When you reach the line containing "In this exercise you will indicate the golden" in the records below, start copying exactly, and stop once you have copied the line containing "x=107, y=172".
[Opening EXERCISE DATA section]
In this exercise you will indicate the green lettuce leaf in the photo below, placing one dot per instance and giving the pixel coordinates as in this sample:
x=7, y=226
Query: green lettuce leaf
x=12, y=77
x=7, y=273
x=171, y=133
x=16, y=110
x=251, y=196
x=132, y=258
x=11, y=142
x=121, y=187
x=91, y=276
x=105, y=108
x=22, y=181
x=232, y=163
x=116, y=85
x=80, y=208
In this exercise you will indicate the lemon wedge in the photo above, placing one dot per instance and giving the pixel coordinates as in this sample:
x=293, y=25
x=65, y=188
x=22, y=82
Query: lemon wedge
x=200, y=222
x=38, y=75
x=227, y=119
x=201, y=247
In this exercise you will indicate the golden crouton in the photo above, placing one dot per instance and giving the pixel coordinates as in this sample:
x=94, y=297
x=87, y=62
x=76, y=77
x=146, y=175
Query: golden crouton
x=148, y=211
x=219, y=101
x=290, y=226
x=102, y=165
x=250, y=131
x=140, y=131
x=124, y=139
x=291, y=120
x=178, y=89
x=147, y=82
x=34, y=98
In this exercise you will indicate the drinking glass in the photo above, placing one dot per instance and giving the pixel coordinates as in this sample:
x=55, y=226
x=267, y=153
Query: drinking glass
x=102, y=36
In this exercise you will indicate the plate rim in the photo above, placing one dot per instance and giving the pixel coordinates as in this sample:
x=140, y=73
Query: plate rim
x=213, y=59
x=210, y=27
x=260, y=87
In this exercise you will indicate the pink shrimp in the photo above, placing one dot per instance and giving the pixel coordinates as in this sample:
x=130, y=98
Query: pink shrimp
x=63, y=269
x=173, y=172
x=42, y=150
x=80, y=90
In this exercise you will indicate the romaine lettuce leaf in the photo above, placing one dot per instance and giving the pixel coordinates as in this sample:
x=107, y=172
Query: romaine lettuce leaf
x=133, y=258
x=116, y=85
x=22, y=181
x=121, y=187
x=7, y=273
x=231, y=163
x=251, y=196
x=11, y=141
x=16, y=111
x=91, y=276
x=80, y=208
[Closing EXERCISE DATA section]
- **SOLUTION FOR THIS EXERCISE**:
In this exercise you will indicate the golden crouton in the photo above, placing one dot per instance and giving the pixel coordinates as in this sample:
x=94, y=297
x=87, y=62
x=76, y=77
x=146, y=175
Query: golden crouton
x=148, y=211
x=219, y=101
x=290, y=226
x=102, y=165
x=250, y=131
x=140, y=131
x=124, y=139
x=291, y=120
x=178, y=89
x=147, y=82
x=34, y=98
In this exercise you will indicate the drinking glass in the photo above, placing one dot per instance and giving the pixel coordinates as in this sample:
x=55, y=226
x=267, y=153
Query: drinking glass
x=102, y=36
In this exercise you will indicate the plate rim in the photo above, placing one dot per instance and giving the pixel coordinates as in this sample:
x=140, y=73
Query: plate rim
x=213, y=59
x=210, y=27
x=260, y=87
In this exercise you will indicate the pink shrimp in the photo above, placing one dot per instance and giving the pixel coordinates as in this sample:
x=130, y=98
Query: pink shrimp
x=63, y=269
x=173, y=172
x=42, y=150
x=80, y=90
In this exercise you will indicate the romaine lettuce leaf in the photo above, placing one dot per instance and giving the pixel coordinates as in this sample:
x=107, y=172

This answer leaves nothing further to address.